[[ PROVIDED ENTRIES, beginning ]]
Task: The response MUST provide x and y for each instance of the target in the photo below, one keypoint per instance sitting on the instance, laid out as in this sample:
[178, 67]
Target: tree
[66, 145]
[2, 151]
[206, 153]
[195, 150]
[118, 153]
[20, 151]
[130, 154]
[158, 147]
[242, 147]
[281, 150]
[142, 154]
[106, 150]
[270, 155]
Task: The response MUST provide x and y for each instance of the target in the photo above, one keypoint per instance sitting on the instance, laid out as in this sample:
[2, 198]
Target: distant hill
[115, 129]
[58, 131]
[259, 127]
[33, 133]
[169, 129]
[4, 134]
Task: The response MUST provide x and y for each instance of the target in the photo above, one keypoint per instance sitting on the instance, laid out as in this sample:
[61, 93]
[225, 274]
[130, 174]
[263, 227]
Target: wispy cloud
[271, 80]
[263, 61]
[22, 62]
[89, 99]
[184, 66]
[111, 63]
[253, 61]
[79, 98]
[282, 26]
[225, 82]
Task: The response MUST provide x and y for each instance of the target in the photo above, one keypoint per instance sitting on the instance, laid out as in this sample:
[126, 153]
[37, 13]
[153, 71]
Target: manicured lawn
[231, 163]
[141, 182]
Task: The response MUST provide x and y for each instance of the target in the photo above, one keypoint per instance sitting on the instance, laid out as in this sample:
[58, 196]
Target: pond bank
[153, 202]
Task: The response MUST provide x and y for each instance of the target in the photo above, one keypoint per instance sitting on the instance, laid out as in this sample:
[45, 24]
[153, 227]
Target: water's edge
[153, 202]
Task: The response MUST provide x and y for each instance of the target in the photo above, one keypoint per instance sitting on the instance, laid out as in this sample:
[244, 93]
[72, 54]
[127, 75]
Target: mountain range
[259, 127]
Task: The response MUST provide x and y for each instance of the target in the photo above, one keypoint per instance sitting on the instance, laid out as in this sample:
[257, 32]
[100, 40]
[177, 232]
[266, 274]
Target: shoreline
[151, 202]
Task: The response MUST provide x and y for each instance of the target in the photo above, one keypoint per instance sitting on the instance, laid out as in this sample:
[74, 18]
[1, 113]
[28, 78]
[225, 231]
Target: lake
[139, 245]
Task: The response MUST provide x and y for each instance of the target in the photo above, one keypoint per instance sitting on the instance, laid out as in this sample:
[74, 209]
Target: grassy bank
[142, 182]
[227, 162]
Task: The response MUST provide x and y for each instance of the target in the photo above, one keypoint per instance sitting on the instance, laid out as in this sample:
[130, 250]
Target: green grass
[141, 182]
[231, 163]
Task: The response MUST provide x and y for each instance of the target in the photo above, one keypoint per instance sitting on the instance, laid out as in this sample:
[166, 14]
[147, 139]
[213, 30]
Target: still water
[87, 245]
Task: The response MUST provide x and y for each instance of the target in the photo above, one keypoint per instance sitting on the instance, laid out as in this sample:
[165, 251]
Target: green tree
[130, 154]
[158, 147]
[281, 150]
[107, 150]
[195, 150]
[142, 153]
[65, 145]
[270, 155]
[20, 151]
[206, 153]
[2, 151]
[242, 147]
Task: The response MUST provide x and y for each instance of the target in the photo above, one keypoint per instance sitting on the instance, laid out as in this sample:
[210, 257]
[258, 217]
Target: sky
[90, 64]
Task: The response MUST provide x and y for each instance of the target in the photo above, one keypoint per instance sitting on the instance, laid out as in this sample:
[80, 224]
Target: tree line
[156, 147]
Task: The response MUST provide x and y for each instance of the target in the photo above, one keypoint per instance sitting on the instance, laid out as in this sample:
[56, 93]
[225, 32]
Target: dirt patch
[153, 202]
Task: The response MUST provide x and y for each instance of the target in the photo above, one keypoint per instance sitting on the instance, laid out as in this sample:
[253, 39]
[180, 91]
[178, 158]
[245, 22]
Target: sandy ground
[[ PROVIDED ENTRIES, end ]]
▶ **WORK TASK**
The entries shown above should be duplicated exactly.

▶ **SOLUTION TO THIS PROBLEM**
Task: The response MUST provide x and y for each instance of the target in the photo below, one keypoint per instance sitting on the instance, laid out as in this sample:
[178, 67]
Target: tree
[66, 145]
[2, 151]
[206, 153]
[195, 150]
[118, 153]
[20, 151]
[130, 154]
[158, 147]
[242, 147]
[281, 150]
[142, 154]
[106, 150]
[270, 155]
Task: The response MUST provide x and y for each instance of the target in the photo above, one keypoint per instance sitting on the instance, laid out as in this sample:
[2, 198]
Target: distant hill
[115, 129]
[58, 131]
[259, 127]
[33, 133]
[169, 129]
[4, 134]
Task: The response MUST provide x and y for each instance of the target in the photo above, one keypoint per instance sitting on the instance, laid out as in this sample:
[61, 93]
[225, 274]
[130, 174]
[263, 227]
Target: wispy cloud
[271, 80]
[263, 61]
[22, 62]
[89, 99]
[184, 66]
[111, 63]
[253, 61]
[79, 98]
[282, 26]
[225, 82]
Task: The response MUST provide x and y for each instance of the target in the photo above, one keypoint per instance sitting on the instance, laid out as in this sample:
[126, 153]
[37, 13]
[153, 71]
Target: manicured lawn
[231, 163]
[141, 182]
Task: The response MUST provide x and y for each instance of the target in the photo above, one keypoint per instance sitting on the instance, laid out as in this sample:
[58, 196]
Target: pond bank
[153, 202]
Task: The response MUST provide x and y for each instance of the target in the photo above, one keypoint per instance sitting on the instance, laid out as in this sample:
[45, 24]
[153, 227]
Target: water's edge
[153, 202]
Task: The response MUST provide x and y for each instance of the target in the photo above, one keypoint per instance sitting on the instance, laid out as in this sample:
[244, 93]
[72, 54]
[127, 75]
Target: mountain range
[259, 127]
Task: The response MUST provide x and y for each instance of the target in the photo above, one keypoint per instance sitting on the instance, laid out as in this sample:
[257, 32]
[100, 40]
[177, 232]
[266, 274]
Target: shoreline
[151, 202]
Task: The response MUST provide x and y for each instance of the target in the photo above, one keypoint per instance sitting on the instance, laid out as in this sample:
[74, 18]
[1, 113]
[28, 78]
[225, 231]
Target: lake
[139, 245]
Task: The response MUST provide x and y for each instance of the target in the photo above, one keypoint per instance sitting on the instance, laid out as in this sample:
[74, 209]
Target: grassy bank
[142, 182]
[227, 162]
Task: The response MUST provide x and y for each instance of the target in the photo above, one keypoint per instance sitting on the instance, laid out as in this sample:
[130, 250]
Target: green grass
[141, 182]
[231, 163]
Task: The response MUST provide x and y for each instance of the target in the photo above, one keypoint per instance sitting on the instance, laid out as in this sample:
[166, 14]
[147, 139]
[213, 30]
Target: still water
[87, 245]
Task: The response MUST provide x and y for each instance of the target in the photo above, one keypoint per instance sitting on the instance, laid out as in this sample:
[165, 251]
Target: green tree
[130, 154]
[158, 147]
[281, 150]
[107, 150]
[195, 150]
[142, 153]
[65, 145]
[270, 155]
[20, 151]
[206, 153]
[2, 151]
[242, 147]
Task: The response MUST provide x and y for each instance of the target in the photo above, one keypoint per instance sitting on the instance, laid out as in this sample:
[210, 257]
[258, 217]
Target: sky
[90, 64]
Task: The response MUST provide x and y for each instance of the target in the photo above, one keypoint per instance sitting on the instance, laid out as in this sample:
[80, 224]
Target: tree line
[156, 147]
Task: The response MUST provide x and y for each instance of the target in the photo above, one keypoint per instance sitting on the instance, laid out as in this sample:
[56, 93]
[225, 32]
Target: dirt patch
[153, 202]
Task: The response MUST provide x and y for each instance of the target in the photo above, one keypoint per instance sitting on the instance, laid out as in this sample:
[253, 39]
[180, 91]
[178, 158]
[245, 22]
Target: sandy ground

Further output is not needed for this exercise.